§ **Written exercise**
Using the Gulf Breeze master plan article below, mark each statement yes or no and quote the exact words of the article that settle it. 1. The plan puts a new hotel and marina on the Bay Bridge Landing site. 2. The plan would widen the medians from 25 feet to 30 feet. 3. The stadium relocation was presented as a goal at least 10 years away.

§ **Document excerpt**
The Bay Bridge Landing site is the northwest entrance in the city. It spans from where the Pensacola Bay Bridge enters Gulf Breeze to near the location of the Breeze Mart Shell station on Gulf Breeze Parkway. The master plan calls for a new hotel and marina on this site as well as the construction of a breakwater wall on the west side of the bridge. Kopack said the plan also includes shifting the bridge’s alignment 10 feet to the east and reducing the median sizes from 30 feet to 25 feet, both of which would require the permission and cooperation of the Florida Department of Transportation.
“The reason is, is if we do that then we’re able to capture land [to the west] for parking, for flow-through traffic, and there will still be sufficient room left for picnic pavilions and what not,” he said.
The third catalyst site is the Town Center site, which covers everything from the intersection of U.S. Highway 98 and Fairpoint Drive to the intersection of U.S. Highway 98 and Daniel Drive. This was the most controversial part of the master plan because it called for the relocation of the Gulf Breeze High School football stadium and baseball fields off of Highway 98 to the site that currently has the Sailwind Condominiums on Shoreline Drive.
Moving City Hall
In response to concerns about the potential displacement of the current Sailwind property owners, Kopack stressed again and again that the plan was only a “vision” and said that the stadium relocation will only occur if it is beneficial to everyone affected.
“Some people have said to me it will never happen,” he said. “Really? Never? Never is a very long time. Will it? I don’t know. I just don’t know.”
Kopack said the steering committee felt that the relocation of the athletic fields “was really a lynchpin to the overall redevelopment of the city.”
In the event that the relocation does occur, City Hall and the public library will be moved down the road to Shoreline Park. This suggested move to what is currently a conservation area has also garnered some negative feedback.
“It can be done and it can be done well and it can be done with the preservation of that natural beauty over there and it can be enhanced,” Kopack said.
He also pointed out five acres of land east of the current football and baseball fields that could potentially be developed for residential use or a combination of residential and retail.
The plan also calls for the creation of a multi-use trail system on Shoreline Drive and Fairpoint Drive. Kopack said the paths would be open to pedestrians and bicyclists and would improve their safety.
He said plans for this site would take years to complete but the committee is confident they can be done. The stadium relocation in particular, was presented as being a long term goal that is at least 10 years in the future.
At the meeting, Eddy said the steering committee had done what it was asked to do and presented a well-thought-out plan for the future of Gulf Breeze. He said there was no need for concern, however, as the plan’s actual implementation is “to be determined.”
“The stadium doesn’t get relocated for example, as the city attorney pointed out at a council meeting the other night, unless it’s a beneficial prospect for everybody involved—the people at Sailwind want to see it moved, the people at the school board have decided that the stadium needs to be rebuilt and there needs to be a new location for the stadium—otherwise, it stays where it is,” he said. “We just asked these fine folks on the steering committee to come up with a vision and that’s exactly what they did.”
Eddy encouraged residents to leave comments on provided cards and also to email and call with any comments or concerns about the plan. He said the comments would be taken to the city council which will then determine whether to move forward with the plan as is or amend it. Comments from the meeting have been posted on the City of Gulf Breeze website, cityofgulfbreeze.com.

[Contour annotation records]
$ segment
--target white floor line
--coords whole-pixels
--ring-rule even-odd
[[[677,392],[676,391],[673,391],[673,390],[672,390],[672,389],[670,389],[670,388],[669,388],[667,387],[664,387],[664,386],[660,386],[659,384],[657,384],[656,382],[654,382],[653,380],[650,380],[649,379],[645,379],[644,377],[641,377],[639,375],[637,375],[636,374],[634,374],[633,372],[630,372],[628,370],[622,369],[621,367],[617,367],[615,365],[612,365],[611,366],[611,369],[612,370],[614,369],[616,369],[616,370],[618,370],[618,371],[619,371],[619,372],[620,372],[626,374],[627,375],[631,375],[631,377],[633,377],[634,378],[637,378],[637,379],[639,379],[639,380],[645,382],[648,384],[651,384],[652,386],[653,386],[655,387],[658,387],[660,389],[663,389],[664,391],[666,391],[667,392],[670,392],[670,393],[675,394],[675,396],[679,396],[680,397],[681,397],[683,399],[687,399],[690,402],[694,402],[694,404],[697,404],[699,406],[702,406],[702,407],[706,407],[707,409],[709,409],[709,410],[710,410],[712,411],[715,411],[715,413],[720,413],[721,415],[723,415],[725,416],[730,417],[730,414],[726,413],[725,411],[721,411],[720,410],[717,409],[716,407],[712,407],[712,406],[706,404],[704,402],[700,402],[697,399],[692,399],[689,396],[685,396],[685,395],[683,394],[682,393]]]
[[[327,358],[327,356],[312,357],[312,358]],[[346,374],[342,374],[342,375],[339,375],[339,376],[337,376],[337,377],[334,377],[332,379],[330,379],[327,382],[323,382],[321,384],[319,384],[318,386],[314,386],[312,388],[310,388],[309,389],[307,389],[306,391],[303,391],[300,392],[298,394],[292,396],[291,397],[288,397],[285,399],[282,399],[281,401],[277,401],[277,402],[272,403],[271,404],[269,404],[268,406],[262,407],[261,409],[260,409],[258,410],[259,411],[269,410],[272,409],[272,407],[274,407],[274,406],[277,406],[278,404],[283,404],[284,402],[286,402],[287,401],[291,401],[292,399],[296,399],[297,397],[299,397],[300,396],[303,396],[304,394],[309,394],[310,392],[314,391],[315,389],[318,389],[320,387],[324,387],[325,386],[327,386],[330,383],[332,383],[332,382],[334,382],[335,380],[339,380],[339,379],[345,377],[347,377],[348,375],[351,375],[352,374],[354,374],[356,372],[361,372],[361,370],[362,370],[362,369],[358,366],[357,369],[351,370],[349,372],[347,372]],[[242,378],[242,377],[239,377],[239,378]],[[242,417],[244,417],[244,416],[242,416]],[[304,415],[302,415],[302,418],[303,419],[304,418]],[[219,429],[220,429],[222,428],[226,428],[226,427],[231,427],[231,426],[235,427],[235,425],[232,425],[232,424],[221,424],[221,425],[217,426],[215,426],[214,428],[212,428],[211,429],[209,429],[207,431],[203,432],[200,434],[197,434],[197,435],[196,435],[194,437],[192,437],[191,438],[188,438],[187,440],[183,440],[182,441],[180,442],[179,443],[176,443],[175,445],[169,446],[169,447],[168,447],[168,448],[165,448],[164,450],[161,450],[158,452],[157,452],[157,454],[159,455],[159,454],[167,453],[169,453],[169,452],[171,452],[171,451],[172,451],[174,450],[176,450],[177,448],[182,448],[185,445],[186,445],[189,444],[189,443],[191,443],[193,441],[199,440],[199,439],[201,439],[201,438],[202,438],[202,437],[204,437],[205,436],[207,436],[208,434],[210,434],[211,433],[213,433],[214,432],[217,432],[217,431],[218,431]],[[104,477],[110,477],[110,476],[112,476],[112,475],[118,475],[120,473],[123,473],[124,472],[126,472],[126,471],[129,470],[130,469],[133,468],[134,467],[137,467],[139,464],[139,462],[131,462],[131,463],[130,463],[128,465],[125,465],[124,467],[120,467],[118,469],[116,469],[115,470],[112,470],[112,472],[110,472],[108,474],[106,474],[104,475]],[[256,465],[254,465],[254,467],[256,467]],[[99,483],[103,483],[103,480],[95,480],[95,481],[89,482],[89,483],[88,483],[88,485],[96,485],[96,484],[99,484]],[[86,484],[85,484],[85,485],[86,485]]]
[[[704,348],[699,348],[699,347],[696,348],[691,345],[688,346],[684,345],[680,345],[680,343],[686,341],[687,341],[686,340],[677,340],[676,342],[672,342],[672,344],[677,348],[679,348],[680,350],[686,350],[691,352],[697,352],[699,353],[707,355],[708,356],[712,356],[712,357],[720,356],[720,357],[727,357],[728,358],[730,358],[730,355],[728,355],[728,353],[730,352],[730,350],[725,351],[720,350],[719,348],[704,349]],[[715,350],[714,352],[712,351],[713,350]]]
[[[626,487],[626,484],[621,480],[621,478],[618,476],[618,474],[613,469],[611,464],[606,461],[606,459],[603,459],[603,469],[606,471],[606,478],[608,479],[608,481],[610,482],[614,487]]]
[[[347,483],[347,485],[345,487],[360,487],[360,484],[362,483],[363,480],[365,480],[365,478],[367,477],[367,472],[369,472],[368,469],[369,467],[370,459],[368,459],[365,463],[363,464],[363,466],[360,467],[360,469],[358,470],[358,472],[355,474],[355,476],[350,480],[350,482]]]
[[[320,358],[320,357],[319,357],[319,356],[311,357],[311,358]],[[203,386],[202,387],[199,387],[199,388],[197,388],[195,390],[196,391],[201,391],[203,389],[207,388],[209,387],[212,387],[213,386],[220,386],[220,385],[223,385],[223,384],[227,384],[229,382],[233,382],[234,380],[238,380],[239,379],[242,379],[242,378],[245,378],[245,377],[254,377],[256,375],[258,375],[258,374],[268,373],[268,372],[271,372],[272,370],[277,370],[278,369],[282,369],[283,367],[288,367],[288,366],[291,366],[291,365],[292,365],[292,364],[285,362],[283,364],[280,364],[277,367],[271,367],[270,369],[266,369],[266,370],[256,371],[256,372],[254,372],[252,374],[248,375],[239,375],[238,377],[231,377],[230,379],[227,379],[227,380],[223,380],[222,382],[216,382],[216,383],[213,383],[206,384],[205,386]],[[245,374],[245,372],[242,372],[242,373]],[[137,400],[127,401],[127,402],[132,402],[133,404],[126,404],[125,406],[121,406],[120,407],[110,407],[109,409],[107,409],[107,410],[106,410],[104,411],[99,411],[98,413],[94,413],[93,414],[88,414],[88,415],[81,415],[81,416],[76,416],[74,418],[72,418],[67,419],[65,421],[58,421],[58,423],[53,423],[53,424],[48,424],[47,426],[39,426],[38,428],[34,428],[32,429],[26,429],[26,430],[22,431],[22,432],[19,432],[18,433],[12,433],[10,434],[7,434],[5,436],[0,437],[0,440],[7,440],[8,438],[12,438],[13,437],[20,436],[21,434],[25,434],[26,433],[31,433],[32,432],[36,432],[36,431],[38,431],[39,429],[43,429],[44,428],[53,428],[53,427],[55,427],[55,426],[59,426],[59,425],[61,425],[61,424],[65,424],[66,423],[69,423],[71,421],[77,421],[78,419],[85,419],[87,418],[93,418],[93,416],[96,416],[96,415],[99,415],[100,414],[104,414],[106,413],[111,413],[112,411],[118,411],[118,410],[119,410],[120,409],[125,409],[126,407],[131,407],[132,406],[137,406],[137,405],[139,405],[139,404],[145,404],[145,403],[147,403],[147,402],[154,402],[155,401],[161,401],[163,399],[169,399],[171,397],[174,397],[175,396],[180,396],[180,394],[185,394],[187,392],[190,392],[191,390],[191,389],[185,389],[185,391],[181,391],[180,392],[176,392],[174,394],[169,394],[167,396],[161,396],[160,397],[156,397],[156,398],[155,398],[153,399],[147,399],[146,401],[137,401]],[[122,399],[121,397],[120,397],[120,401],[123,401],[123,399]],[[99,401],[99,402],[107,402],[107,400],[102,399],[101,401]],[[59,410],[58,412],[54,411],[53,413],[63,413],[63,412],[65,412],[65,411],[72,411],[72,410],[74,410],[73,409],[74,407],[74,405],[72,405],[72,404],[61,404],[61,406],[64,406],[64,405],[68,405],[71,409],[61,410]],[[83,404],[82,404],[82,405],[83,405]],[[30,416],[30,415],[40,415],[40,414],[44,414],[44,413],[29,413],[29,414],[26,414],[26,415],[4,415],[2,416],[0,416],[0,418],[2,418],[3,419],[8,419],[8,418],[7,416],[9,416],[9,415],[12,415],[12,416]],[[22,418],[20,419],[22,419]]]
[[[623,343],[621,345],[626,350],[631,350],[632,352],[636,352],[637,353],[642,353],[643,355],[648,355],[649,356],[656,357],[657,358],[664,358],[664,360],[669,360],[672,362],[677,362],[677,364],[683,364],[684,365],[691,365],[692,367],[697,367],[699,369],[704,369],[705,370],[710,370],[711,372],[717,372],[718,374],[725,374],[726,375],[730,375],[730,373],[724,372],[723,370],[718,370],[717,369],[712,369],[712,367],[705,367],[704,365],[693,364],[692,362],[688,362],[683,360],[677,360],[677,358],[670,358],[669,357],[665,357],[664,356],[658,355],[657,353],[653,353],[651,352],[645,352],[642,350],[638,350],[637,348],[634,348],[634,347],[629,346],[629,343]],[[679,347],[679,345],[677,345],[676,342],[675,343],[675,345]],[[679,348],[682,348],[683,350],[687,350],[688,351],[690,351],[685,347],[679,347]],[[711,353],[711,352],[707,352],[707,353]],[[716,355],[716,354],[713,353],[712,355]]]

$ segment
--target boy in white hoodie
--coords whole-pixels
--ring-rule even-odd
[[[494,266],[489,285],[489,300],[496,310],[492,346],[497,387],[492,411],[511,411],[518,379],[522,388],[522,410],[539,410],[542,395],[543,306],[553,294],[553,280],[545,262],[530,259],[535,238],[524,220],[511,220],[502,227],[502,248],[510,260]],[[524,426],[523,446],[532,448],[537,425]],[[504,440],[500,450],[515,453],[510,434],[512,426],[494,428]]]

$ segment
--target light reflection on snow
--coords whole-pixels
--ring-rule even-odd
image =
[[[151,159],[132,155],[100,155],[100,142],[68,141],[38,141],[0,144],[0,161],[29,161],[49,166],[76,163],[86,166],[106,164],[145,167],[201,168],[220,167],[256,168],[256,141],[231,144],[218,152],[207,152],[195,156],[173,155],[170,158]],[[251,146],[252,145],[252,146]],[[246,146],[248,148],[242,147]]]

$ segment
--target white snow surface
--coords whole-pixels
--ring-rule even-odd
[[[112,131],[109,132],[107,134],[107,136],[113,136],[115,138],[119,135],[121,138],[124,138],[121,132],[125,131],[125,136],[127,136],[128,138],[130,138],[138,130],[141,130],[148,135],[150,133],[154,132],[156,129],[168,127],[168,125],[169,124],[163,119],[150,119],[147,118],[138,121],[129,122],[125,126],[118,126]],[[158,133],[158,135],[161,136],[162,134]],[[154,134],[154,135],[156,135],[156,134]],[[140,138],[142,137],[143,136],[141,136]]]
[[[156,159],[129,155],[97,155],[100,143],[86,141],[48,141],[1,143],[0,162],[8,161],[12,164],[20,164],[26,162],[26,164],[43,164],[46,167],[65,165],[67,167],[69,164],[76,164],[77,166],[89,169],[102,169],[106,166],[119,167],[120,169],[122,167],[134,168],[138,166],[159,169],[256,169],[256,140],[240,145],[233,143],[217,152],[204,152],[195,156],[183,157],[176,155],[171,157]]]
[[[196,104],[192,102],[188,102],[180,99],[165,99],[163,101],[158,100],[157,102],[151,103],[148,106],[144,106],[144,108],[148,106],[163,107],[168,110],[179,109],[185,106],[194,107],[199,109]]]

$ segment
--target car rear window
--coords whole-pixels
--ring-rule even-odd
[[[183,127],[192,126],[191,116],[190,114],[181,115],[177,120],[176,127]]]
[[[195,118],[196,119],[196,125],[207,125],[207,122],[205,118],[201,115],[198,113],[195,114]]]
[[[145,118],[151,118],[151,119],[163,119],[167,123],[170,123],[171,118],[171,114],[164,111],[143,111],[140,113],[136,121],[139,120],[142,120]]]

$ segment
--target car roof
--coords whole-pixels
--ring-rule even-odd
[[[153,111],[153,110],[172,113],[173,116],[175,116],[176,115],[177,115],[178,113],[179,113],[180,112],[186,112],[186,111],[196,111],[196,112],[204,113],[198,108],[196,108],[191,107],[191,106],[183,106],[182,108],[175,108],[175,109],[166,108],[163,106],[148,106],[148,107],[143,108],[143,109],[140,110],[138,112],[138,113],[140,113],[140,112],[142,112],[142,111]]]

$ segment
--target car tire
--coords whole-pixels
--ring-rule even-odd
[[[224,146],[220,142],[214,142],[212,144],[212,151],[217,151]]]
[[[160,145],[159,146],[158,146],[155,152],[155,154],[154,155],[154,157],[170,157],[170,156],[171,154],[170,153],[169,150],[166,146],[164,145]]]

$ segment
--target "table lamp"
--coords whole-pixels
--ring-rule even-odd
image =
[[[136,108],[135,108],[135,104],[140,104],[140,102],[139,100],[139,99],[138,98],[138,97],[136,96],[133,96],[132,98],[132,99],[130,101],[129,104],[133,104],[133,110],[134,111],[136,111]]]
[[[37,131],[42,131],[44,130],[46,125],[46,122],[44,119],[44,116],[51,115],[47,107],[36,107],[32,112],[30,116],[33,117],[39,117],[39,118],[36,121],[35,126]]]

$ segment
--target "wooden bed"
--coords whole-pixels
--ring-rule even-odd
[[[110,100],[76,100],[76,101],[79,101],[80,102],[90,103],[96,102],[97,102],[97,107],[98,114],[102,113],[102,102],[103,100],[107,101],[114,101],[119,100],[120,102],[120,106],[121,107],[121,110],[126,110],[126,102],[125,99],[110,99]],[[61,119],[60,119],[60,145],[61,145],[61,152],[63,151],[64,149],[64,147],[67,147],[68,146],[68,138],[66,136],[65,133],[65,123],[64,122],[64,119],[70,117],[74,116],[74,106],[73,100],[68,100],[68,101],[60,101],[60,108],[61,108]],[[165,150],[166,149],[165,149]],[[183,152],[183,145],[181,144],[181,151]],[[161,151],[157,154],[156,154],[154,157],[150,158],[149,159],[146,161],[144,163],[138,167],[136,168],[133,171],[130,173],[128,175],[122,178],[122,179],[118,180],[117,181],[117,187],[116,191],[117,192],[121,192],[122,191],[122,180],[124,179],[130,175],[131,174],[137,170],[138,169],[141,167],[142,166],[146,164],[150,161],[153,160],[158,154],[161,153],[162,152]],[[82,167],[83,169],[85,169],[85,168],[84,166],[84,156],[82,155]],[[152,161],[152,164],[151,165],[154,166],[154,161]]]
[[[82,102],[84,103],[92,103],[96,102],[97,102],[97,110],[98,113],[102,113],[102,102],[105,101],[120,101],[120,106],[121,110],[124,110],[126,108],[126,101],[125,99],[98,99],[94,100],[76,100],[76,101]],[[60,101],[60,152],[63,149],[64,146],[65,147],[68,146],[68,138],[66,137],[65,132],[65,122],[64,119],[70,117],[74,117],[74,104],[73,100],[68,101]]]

§ **Written reply**
1. Yes: "The master plan calls for a new hotel and marina on this site"
2. No: "reducing the median sizes from 30 feet to 25 feet"
3. Yes: "a long term goal that is at least 10 years in the future"